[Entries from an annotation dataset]

◆ ◆ ◆ ◆

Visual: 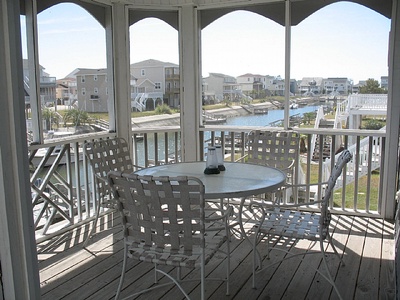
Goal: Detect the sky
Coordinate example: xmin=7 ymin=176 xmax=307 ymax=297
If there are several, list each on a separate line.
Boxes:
xmin=21 ymin=2 xmax=390 ymax=83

◆ ◆ ◆ ◆

→ **Set exercise**:
Can you reproduce every line of the listing above word for word, leaving out the pictures?

→ **Problem solution**:
Visual: 
Goal: Detect the sky
Coordinate example: xmin=7 ymin=176 xmax=307 ymax=297
If there are several, list each on a separate line.
Boxes:
xmin=21 ymin=2 xmax=390 ymax=83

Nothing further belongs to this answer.